==== ENTRIES SHOWN ====
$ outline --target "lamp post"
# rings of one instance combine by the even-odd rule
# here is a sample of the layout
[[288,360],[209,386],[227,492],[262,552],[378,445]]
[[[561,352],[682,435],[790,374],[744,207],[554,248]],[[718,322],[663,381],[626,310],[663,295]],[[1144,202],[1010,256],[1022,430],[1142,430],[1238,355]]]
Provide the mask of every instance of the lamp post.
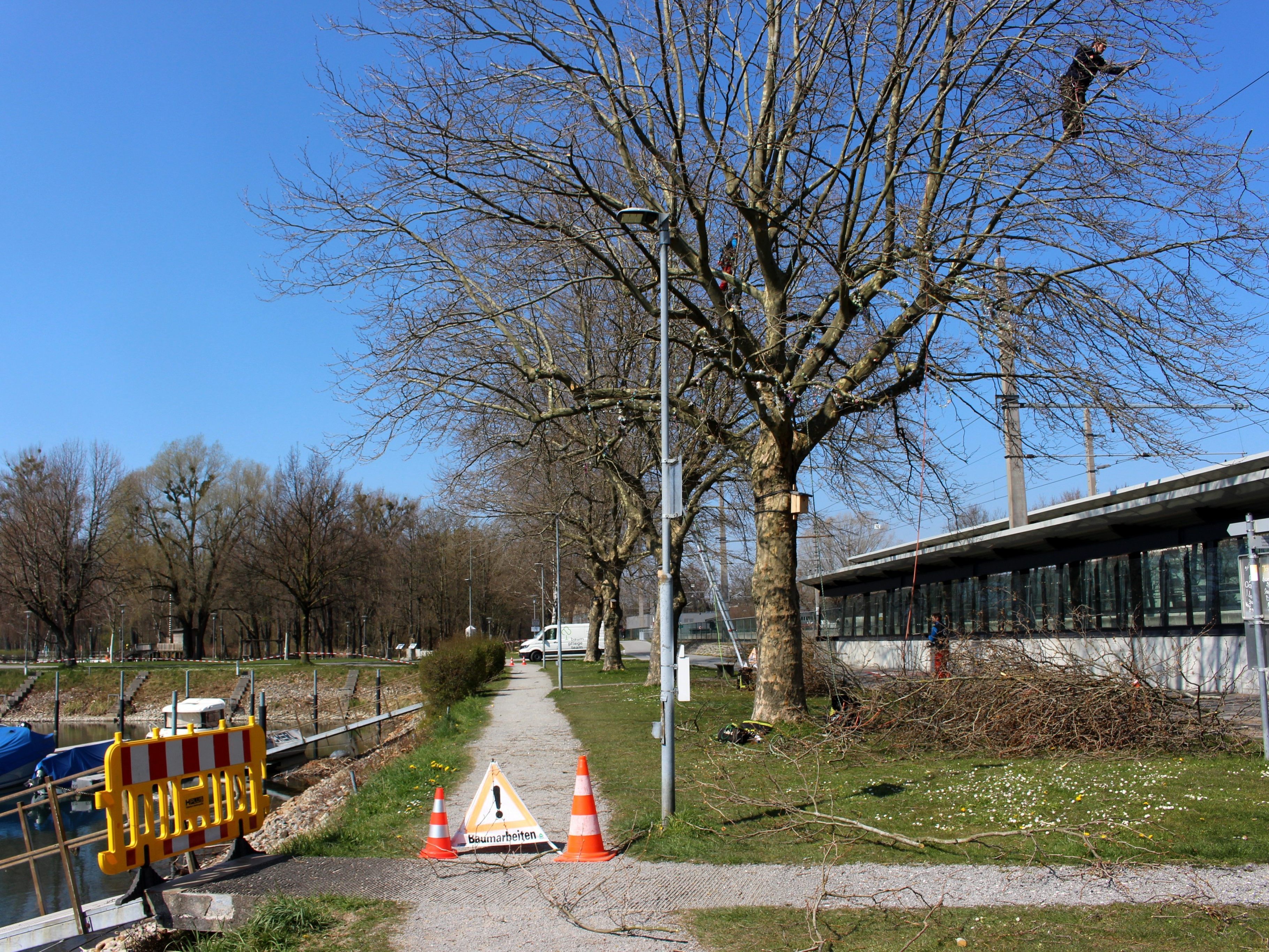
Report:
[[[656,228],[661,265],[661,819],[674,812],[674,605],[670,585],[670,519],[679,515],[679,470],[670,461],[670,216],[654,208],[622,208],[617,221]],[[673,470],[673,472],[671,472]]]
[[[542,642],[542,656],[546,658],[546,642]],[[560,691],[563,691],[563,622],[560,618],[560,513],[556,513],[556,673]]]

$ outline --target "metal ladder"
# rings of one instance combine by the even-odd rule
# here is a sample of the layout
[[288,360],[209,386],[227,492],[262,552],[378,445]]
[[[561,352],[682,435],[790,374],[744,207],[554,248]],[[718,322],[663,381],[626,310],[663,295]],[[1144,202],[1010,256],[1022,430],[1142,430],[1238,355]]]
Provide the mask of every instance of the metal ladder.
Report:
[[731,638],[731,646],[736,652],[736,664],[744,668],[745,658],[740,654],[740,645],[736,642],[736,626],[731,621],[731,611],[723,604],[718,586],[714,584],[713,571],[709,569],[709,560],[706,557],[706,548],[695,536],[692,537],[692,543],[697,547],[697,557],[700,560],[700,567],[706,570],[706,581],[709,583],[709,594],[713,595],[714,611],[722,618],[723,625],[727,626],[727,637]]

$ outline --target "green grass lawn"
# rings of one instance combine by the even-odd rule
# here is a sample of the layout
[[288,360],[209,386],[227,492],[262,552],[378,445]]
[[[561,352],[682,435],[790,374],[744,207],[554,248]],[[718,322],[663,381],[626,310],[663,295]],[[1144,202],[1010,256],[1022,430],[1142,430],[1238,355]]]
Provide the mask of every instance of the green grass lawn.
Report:
[[[471,768],[467,744],[489,722],[489,706],[501,675],[480,694],[450,708],[450,716],[433,720],[420,730],[420,740],[364,782],[336,816],[320,830],[289,840],[283,852],[293,856],[400,857],[418,856],[428,836],[431,801],[437,787],[448,796]],[[450,829],[461,816],[450,814]]]
[[1109,905],[1094,908],[711,909],[690,913],[688,928],[718,952],[1218,952],[1265,948],[1269,909],[1241,906]]
[[[589,670],[586,670],[589,669]],[[1269,862],[1269,769],[1256,755],[1053,757],[896,754],[853,749],[791,758],[779,740],[744,748],[714,740],[749,716],[753,694],[697,677],[693,701],[678,706],[678,814],[660,824],[660,745],[655,688],[646,665],[604,675],[565,663],[556,701],[588,749],[590,770],[615,809],[612,842],[640,838],[632,854],[706,862]],[[628,678],[622,683],[618,675]],[[613,683],[602,684],[605,678]],[[569,684],[576,689],[567,689]],[[820,704],[822,715],[822,703]],[[782,727],[813,739],[812,718]],[[774,749],[773,749],[774,748]],[[923,849],[859,835],[845,826],[787,826],[763,806],[723,802],[709,786],[766,802],[810,805],[912,838],[1028,830],[997,845]],[[711,805],[712,803],[712,805]],[[1055,828],[1075,828],[1067,834]],[[1085,838],[1081,834],[1088,833]]]
[[241,929],[190,933],[176,948],[189,952],[392,952],[391,933],[404,913],[402,904],[377,899],[270,896]]

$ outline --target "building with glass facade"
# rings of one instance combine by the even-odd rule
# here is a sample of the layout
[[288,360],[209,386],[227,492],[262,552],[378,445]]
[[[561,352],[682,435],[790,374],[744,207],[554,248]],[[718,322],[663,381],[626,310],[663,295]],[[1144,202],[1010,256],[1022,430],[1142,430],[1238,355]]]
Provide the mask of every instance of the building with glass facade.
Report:
[[867,552],[822,578],[822,635],[1241,637],[1230,523],[1269,514],[1269,453]]

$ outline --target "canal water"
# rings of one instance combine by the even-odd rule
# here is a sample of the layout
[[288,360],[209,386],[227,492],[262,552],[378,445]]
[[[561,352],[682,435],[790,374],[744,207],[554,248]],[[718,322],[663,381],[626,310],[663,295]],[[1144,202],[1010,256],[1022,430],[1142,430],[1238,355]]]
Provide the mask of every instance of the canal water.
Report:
====
◆ **PROBLEM DESCRIPTION**:
Find each line above that contains the word "facade", and copy those lines in full.

◆ **RESULT OF THIS EXERCISE**:
$ outline --target "building with glass facade"
Provide the mask of every instance of the building with glass facade.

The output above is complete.